• **Direction**:
Print every record below exactly as written.

• **Data records**:
** BEGIN **
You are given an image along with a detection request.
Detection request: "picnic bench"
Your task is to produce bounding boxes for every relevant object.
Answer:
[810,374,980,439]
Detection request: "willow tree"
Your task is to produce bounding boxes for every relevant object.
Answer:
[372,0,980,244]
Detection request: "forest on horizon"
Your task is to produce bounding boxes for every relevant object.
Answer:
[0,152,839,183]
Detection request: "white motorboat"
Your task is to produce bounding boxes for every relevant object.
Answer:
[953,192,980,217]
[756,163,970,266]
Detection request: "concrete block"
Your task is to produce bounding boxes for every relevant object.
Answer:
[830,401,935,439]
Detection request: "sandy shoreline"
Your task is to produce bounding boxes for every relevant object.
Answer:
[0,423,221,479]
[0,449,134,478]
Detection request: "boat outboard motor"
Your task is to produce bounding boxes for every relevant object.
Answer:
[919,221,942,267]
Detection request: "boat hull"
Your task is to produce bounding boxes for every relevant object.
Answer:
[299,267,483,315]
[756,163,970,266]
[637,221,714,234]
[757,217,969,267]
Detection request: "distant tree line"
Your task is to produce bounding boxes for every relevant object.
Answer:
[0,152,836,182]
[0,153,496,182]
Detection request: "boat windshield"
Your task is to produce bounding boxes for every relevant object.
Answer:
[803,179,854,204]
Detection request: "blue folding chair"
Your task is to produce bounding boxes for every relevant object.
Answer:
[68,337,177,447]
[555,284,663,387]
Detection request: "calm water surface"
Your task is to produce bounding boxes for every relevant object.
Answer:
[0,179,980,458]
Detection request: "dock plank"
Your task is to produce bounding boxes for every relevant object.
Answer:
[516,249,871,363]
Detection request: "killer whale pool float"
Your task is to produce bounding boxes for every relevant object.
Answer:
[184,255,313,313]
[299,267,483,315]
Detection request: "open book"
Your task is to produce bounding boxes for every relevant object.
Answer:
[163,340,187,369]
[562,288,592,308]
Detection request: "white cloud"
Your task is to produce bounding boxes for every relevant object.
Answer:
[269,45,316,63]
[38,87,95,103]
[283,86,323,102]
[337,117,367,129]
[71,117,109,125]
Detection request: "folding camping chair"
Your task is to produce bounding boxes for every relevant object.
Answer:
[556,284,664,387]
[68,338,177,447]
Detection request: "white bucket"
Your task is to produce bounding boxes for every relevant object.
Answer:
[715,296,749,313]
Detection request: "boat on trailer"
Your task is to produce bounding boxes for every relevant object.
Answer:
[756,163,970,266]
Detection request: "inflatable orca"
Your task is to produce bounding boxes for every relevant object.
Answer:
** END **
• **Full answer**:
You are given an image along with a detection request.
Detection request: "picnic bench"
Your task is to produce bounding boxes for every relevant object.
Answer:
[810,374,980,439]
Detection request: "willow tree"
Your task is to produce bounding boxes for every relevant object.
Answer:
[372,0,980,244]
Detection request: "forest on horizon"
Your task is to produce bounding boxes for every relevant object.
Answer:
[0,152,839,183]
Detection request: "white motorboat"
Your task is to produce bounding boxes for every relevant object.
Answer:
[953,192,980,217]
[756,163,970,266]
Detection request: "concrete block"
Your task is to produce bounding boxes for every relevant object.
Answer:
[830,401,935,439]
Detection request: "sandy shoreline"
Your task is to produce bounding boxes for every relevant object.
Answer:
[0,423,221,479]
[0,449,134,478]
Detection request: "boat outboard motor"
Your task is to produce bounding boxes for every relevant object.
Answer:
[919,221,942,267]
Detection request: "boat hull"
Your task is to produce bounding boxes for every relevant object.
Answer:
[299,267,483,315]
[756,163,970,266]
[637,221,714,234]
[757,217,969,267]
Detection request: "distant tree line"
Your task is to produce bounding boxes for every relevant object.
Answer:
[0,152,836,182]
[0,153,496,182]
Detection request: "boat windshield"
Your task is to produce bounding boxes for every relevant object.
Answer:
[803,179,854,204]
Detection request: "blue folding chair"
Your task is to produce bounding boxes for every relevant object.
Answer:
[68,337,177,447]
[555,284,663,387]
Detection request: "calm water surface"
Your task is to produce bounding boxes for every relevant object.
Answer:
[0,179,980,458]
Detection request: "dock plank"
Your task is to produce bounding boxes for every relevant object.
Answer:
[516,249,871,363]
Detection request: "killer whale pool float"
Your task is to produce bounding boxes for every relevant object.
Answer:
[184,255,313,313]
[299,267,483,315]
Detection request: "open book"
Your task is to produce bounding boxes for every relevant object.
Answer:
[163,340,187,369]
[562,288,592,308]
Detection request: "white cloud"
Your task is to produce bounding boxes for every relevant object.
Answer:
[269,45,316,63]
[38,87,95,103]
[283,86,323,102]
[337,117,367,129]
[71,117,109,125]
Detection request: "folding camping chair"
Your task is to produce bounding boxes for every relevant object.
Answer:
[556,284,664,387]
[68,338,177,447]
Detection request: "white bucket"
Your task is to produce bounding boxes for every relevant object.
Answer:
[715,296,749,313]
Detection request: "boat on trailer"
Your task is to produce bounding boxes for every relevant object.
Answer:
[756,163,970,266]
Detection request: "inflatable orca"
Your task is to produce bounding boxes for every relevant object.
Answer:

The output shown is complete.